§ TEXT SEGMENT:
◆ ◆ ◆ ◆ ◆
Keep in mind, this is just a draft. I have tried to dress this up in language that could plausibly be further massaged into an actual SEC rule. In doing so , I have cut some corners, and not defined every relevant term. Believe me, I realize it’s not there yet — it’s meant as a promising starting point.

For greater clarity and readability, here is a summary of how I see a safe harbor like this working:

  • token issuers who wish to take advantage of the safe harbor will have to first file with the SEC an “Open Network Token Offering Statement”
  • I envision an Open Network Token Offering Statement would have a level of detail and formality ranging somewhere in between that of a traditional ICO whitepaper and that of a a traditional Private Placement Memorandum
  • we could debate whether the Open Network Token Offering Statement should be subject to an SEC qualification requirement (SEC reviews, comments and qualifies the statement) or just a filing requirement (the statement is filed with the SEC, but does not have to be in any way signed off on by the SEC before the token sale commences) — I have deliberately left this point undecided
  • the Open Network Token Offering Statement would include a statement of conditions that essentially specifies the roadmap for tech development, marketing, and other relevant factors, and thus determines when the underlying investment contract has been fully performed
  • when the investment contract has been fully performed, the issuer must file a termination statement certifying the same
  • alternatively, if the issuer originally set up a governance process whereby the token holders could waive any of the performance conditions and this was described in the Open Network Token Offering Statement, then the issuer can also file a termination statement based on such a waiver, or a mix of performances and waivers
  • the issuer, its affiliates, and their respective “insiders” (10%+ equity holders or directors and officers) must collectively own less than 10% of the Open Network Token

This safe harbor achieves three objectives:

  • it incents token sellers to set very explicit investment contract terms, rather than having the terms implied by law and leaving them potentially ambiguous and open-ended
  • it ensures the Howey test is no longer satisfied by ensuring that the investment contract has been fully performed
  • it ensures that many of the policy concerns underlying the securities laws are mitigated because the issuer (and any related group) now hold less than 10% of the ‘network equity’ in the form of tokens

Conclusion

We have come a long way. Now is probably a good time recap everything:

  • Tokens are primarily shares of network equity; we should expect them to be regulated as representing investment contracts and thus securities, up to a point.
◆ ◆ ◆ ◆ ◆
§ DATASET RECORDS:
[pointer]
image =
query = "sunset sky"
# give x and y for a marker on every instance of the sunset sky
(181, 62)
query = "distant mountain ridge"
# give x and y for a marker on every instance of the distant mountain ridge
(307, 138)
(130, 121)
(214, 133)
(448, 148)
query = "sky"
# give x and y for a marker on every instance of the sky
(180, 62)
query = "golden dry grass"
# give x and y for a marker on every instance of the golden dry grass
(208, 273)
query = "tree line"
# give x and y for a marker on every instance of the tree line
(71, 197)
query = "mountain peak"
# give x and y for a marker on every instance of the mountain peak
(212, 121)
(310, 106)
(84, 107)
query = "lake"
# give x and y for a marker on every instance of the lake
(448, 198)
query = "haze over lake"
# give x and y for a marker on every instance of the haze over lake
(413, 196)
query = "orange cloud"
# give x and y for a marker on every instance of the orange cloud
◆ ◆ ◆ ◆ ◆
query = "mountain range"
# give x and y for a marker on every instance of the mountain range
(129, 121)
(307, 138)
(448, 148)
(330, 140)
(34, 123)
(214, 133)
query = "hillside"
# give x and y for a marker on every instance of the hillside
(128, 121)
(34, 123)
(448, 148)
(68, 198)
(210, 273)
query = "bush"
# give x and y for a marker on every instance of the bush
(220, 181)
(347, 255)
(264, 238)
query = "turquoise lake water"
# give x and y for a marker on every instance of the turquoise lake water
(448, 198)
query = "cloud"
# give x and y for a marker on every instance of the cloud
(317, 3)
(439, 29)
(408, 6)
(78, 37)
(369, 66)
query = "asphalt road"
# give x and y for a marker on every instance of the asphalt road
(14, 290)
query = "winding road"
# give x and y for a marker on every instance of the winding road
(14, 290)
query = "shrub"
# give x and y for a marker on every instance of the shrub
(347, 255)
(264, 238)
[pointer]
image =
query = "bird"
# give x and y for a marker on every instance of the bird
◆ ◆ ◆ ◆ ◆
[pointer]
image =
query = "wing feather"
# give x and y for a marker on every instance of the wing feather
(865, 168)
◆ ◆ ◆ ◆ ◆
§ TO BE DONE:
1. Return every line of the listing that contains the string "peak".
2. Continue the text about a proposed SEC safe harbor for token sales, starting right after its last sentence.

§ SOLVED TASKS:
1.
query = "mountain peak"
# give x and y for a marker on every instance of the mountain peak

2.
  • In some cases, such regulation might mean that the issuer has extensive public reporting obligations — however, these may be beneficial, not only from an investment perspective, but also for the development of the open network.
  • Over time, the issuer of the token should be able to fulfill the terms of the investment contract represented by the network tokens — when it does, the fourth prong of the Howey test will no longer be met, the tokens will cease being securities and the issuer can terminate its SEC reporting obligations.
  • Additionally, the issuer’s stake in the network will decline — when it declines sufficiently, this is independently a good index of when securities laws should cease to apply, since there is no longer an economic “controller” of the network value.
  • The SEC should consider enshrining these principles in a formal safe harbor along the lines I have proposed.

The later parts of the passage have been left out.